▶ What to do
Copy out each line exactly; pictures stay out of the copy.

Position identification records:
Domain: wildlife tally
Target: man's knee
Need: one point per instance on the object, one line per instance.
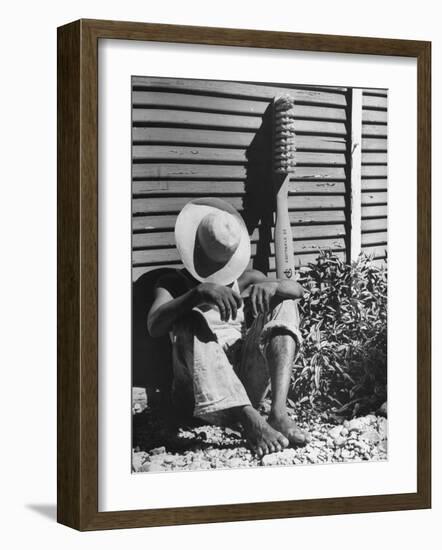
(194, 324)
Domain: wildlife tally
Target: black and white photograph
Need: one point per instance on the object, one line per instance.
(259, 274)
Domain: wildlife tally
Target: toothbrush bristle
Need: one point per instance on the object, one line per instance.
(284, 145)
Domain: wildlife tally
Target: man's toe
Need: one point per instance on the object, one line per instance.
(283, 441)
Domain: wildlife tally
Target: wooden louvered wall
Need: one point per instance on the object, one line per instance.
(194, 138)
(374, 182)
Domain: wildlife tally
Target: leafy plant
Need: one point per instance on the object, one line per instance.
(342, 362)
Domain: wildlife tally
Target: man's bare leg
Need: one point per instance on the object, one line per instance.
(280, 354)
(262, 438)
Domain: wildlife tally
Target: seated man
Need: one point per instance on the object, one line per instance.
(221, 368)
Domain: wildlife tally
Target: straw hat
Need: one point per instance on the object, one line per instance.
(212, 240)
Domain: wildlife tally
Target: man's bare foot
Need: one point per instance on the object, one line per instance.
(285, 425)
(262, 438)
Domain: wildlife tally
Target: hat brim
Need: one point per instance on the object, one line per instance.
(186, 227)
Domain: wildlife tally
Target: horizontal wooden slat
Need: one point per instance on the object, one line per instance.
(380, 117)
(378, 130)
(211, 154)
(188, 171)
(163, 222)
(374, 171)
(203, 103)
(213, 138)
(374, 158)
(185, 118)
(370, 198)
(167, 255)
(376, 224)
(237, 89)
(375, 91)
(173, 100)
(374, 144)
(167, 238)
(377, 251)
(375, 102)
(374, 211)
(152, 205)
(177, 118)
(212, 188)
(232, 172)
(380, 263)
(374, 238)
(380, 184)
(172, 136)
(186, 153)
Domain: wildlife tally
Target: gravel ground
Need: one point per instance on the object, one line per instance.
(160, 448)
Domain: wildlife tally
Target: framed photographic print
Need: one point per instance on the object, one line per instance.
(243, 274)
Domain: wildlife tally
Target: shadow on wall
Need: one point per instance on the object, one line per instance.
(259, 196)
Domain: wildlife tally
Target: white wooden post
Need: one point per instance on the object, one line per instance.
(355, 176)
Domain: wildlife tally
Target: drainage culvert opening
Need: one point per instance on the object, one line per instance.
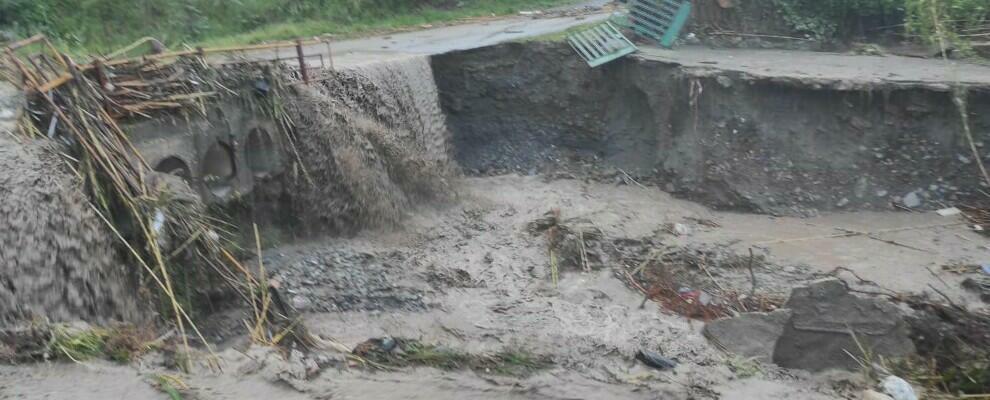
(174, 166)
(219, 169)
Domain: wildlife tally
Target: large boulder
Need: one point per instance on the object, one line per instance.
(751, 335)
(826, 315)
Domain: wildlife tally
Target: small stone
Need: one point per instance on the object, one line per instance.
(912, 200)
(898, 389)
(725, 81)
(874, 395)
(681, 230)
(301, 303)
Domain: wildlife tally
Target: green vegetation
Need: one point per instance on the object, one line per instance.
(102, 25)
(931, 20)
(417, 354)
(120, 344)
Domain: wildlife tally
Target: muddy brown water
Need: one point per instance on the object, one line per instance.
(450, 261)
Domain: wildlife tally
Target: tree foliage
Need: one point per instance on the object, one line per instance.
(106, 23)
(946, 23)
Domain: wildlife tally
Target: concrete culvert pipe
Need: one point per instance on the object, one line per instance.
(174, 166)
(261, 152)
(218, 169)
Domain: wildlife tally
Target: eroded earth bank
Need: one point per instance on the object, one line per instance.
(506, 223)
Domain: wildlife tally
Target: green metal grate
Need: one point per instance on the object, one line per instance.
(660, 20)
(601, 44)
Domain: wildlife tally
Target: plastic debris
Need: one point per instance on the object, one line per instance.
(948, 212)
(655, 360)
(898, 388)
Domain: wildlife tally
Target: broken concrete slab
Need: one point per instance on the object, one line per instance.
(818, 336)
(750, 335)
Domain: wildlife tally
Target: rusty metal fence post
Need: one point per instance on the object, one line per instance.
(302, 61)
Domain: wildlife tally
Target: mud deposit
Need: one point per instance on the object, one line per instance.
(728, 139)
(56, 257)
(372, 141)
(563, 231)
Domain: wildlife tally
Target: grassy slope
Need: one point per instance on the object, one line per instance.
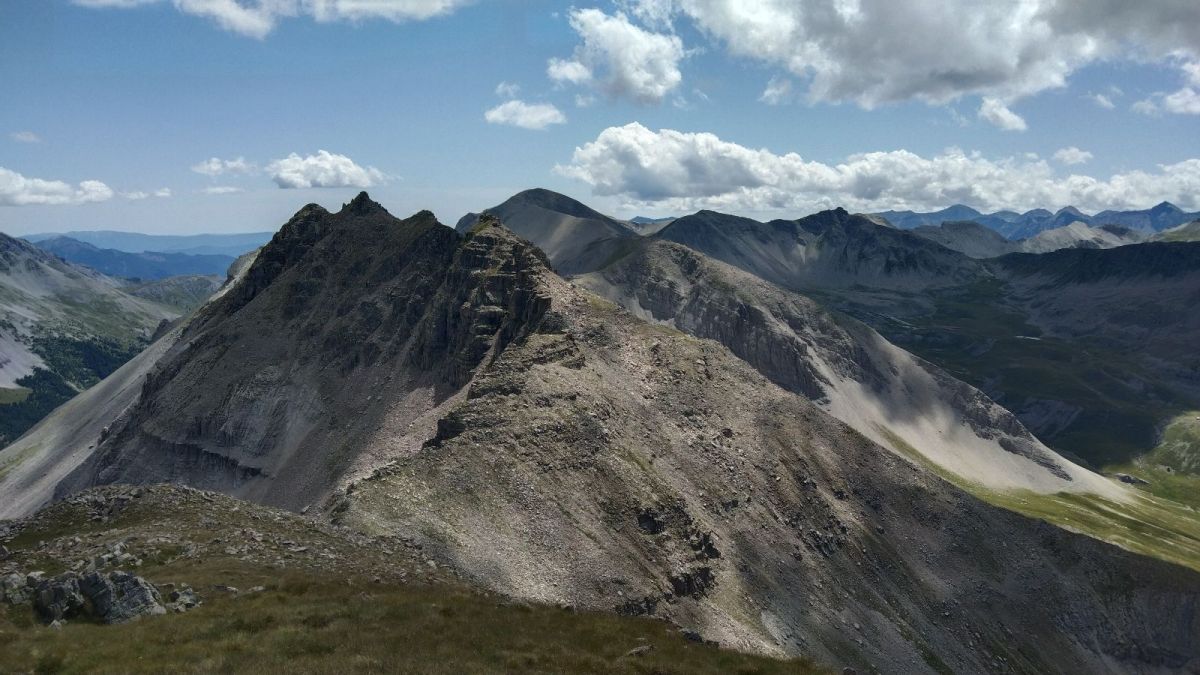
(1150, 525)
(369, 613)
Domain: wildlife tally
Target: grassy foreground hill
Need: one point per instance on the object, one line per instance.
(298, 596)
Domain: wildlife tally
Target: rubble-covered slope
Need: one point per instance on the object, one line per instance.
(345, 334)
(615, 464)
(846, 368)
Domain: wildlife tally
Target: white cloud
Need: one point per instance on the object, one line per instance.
(120, 4)
(526, 115)
(873, 52)
(216, 166)
(323, 169)
(997, 113)
(1183, 102)
(622, 59)
(258, 18)
(562, 70)
(681, 172)
(1072, 156)
(1146, 107)
(779, 90)
(16, 190)
(138, 195)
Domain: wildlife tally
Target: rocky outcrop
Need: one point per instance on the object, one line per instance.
(840, 364)
(613, 464)
(277, 389)
(114, 597)
(119, 596)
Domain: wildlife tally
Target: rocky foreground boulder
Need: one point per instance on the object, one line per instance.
(113, 597)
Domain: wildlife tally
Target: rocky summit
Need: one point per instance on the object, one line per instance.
(669, 437)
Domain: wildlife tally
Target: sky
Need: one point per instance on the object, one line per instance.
(228, 115)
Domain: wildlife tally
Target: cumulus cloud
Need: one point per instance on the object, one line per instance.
(526, 115)
(323, 169)
(621, 58)
(997, 113)
(1073, 155)
(779, 90)
(17, 190)
(216, 166)
(1185, 102)
(258, 18)
(138, 195)
(873, 52)
(25, 137)
(681, 172)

▶ Problem solution
Domain: wildlife tally
Target: man's knee
Need: one point per instance on the object, one line per instance.
(194, 324)
Domain: wildlife tally
Target: black and white photograph
Need: one point per instance on the object, one line per instance.
(259, 274)
Domain: wildlife tally
Target: toothbrush bristle
Need: one point per instance on the object, one line per instance.
(284, 145)
Domain: wildlife tally
Target: man's toe
Need: one point per instance on the object, one line per instance.
(283, 441)
Domain: wildlife tally
Target: wooden louvered wall
Need: one point per instance on the object, one line per instance.
(194, 138)
(374, 182)
Domain: wildlife tally
Target: leafy plant
Need: one point per instance on the object, one line per instance.
(342, 362)
Domain: wildlife tally
Target: man's bare leg
Need: one point per instance on the object, one line per instance.
(280, 354)
(262, 438)
Domain: wildlife tally
Target: seated man
Need: one point per instance on the object, one line per instance.
(221, 368)
Domain: wildlife tally
Target: straw hat
Need: one point per instance on the object, one line per instance.
(212, 240)
Domain: wildlife tally
Target: man's bare foot
Need: one point per instance on the object, one line per instance.
(285, 425)
(262, 438)
Domain: wildlife tally
Target: hat brim
Need: one point per instance on the object, one line per instance.
(186, 227)
Domain: wildlife tally
Target: horizontal wooden slat
Need: one point per instance on the object, one line per instance.
(380, 117)
(378, 130)
(211, 154)
(188, 171)
(163, 222)
(374, 171)
(203, 103)
(213, 138)
(374, 158)
(185, 118)
(370, 198)
(167, 255)
(376, 224)
(237, 89)
(375, 91)
(173, 100)
(374, 144)
(167, 238)
(377, 251)
(375, 102)
(374, 211)
(152, 205)
(177, 118)
(212, 188)
(232, 172)
(380, 263)
(374, 238)
(380, 184)
(172, 136)
(186, 153)
Domain: wildlife tally
Target: gravel ground
Need: one point per instance on the object, one line per instance.
(160, 448)
Domain: wildlife tally
Target: framed photographic print
Need: one point per instance on the object, one line per instance.
(243, 274)
Domain: wildlife tally
Target: shadow on wall
Need: one point per instance on the object, one line per instance.
(259, 196)
Domain: wildlife tally
Target: white wooden post
Need: one point per instance on the object, one line per instance.
(355, 176)
Domain: wildlife tally
Target: drainage culvert opening
Need: one point per instance on the object, one line per instance.
(174, 166)
(219, 169)
Domain: wildlife tally
Target: large boulder
Need: one point per instance on the object, one line per instance.
(751, 335)
(826, 315)
Domain: wildlife tally
Target: small stone
Need: one point per instance on the object, one line per instance.
(912, 200)
(898, 389)
(725, 81)
(874, 395)
(681, 230)
(301, 303)
Domain: wildlife tally
Target: green vegetation
Need: one point per instance on the object, one line per instance.
(102, 25)
(931, 20)
(417, 354)
(120, 344)
Domain: wildlife tally
Target: muddy brown water
Need: one point per instance on the object, one line per instance.
(450, 261)
Domain: wildlife tally
Target: tree foliage
Need: one point per instance on the object, one line per instance.
(106, 23)
(946, 23)
Domain: wildlife tally
Target: concrete culvert pipe
Need: one point per instance on the object, one line per instance.
(174, 166)
(261, 152)
(218, 169)
Domain: wildlife tally
Target: eroded earth bank
Need: one point per instance on the object, one line per instance.
(506, 223)
Domain: wildlife tally
Target: green metal grate
Need: one point per instance on the object, one line per instance.
(660, 20)
(601, 44)
Domain: wildlife tally
Target: plastic debris
Need: one point per instance on the object, one line per instance.
(948, 212)
(655, 360)
(898, 388)
Domain: wildlife tally
Target: broken concrete slab
Need: one point per instance on the object, one line per instance.
(818, 336)
(750, 335)
Domain: wildlife tally
Target: rusty metal fence post
Need: one point per instance on the object, one line per instance.
(302, 61)
Domain: wildlife tally
Target: mud deposit
Need: one point per instance on the object, one line per instance.
(728, 139)
(56, 257)
(372, 141)
(563, 231)
Domain: wildlife tally
Target: grassy slope
Need: one point per instance on the object, one line per instance.
(1150, 525)
(369, 613)
Domain: wildlife tally
Target: grassy foreground hill
Need: one point per instance on the object, one line per instance.
(298, 596)
Domain: wildlife tally
Target: rubble-covered slope
Need: one point per instance on the object, one line per instance.
(345, 334)
(615, 464)
(846, 368)
Domain: wildlife tally
Target: white cloud
Need: one point per instance on the object, one line per instance.
(120, 4)
(526, 115)
(873, 52)
(216, 166)
(323, 169)
(997, 113)
(1183, 102)
(622, 59)
(258, 18)
(562, 70)
(681, 172)
(1072, 156)
(1146, 107)
(779, 90)
(16, 190)
(138, 195)
Domain: wildlife tally
Target: rocky outcrop
Need: one point per instance on the object, one line per instance.
(840, 364)
(613, 464)
(277, 389)
(114, 597)
(119, 596)
Domain: wildlife tally
Target: rocky foreground boulder
Need: one point per instance on the object, one line per instance.
(113, 597)
Domain: wildlife tally
Target: rocky summit
Need: one point per instance on the object, one line per instance.
(669, 437)
Domain: wildlife tally
Target: sky
Need: one point per instance on the object, one line per instance.
(228, 115)
Domain: wildlife tally
Target: cumulus cloud
Need: one point per instance on the object, one line per instance.
(526, 115)
(323, 169)
(621, 58)
(997, 113)
(1073, 155)
(779, 90)
(17, 190)
(216, 166)
(1185, 102)
(258, 18)
(138, 195)
(873, 52)
(25, 137)
(681, 172)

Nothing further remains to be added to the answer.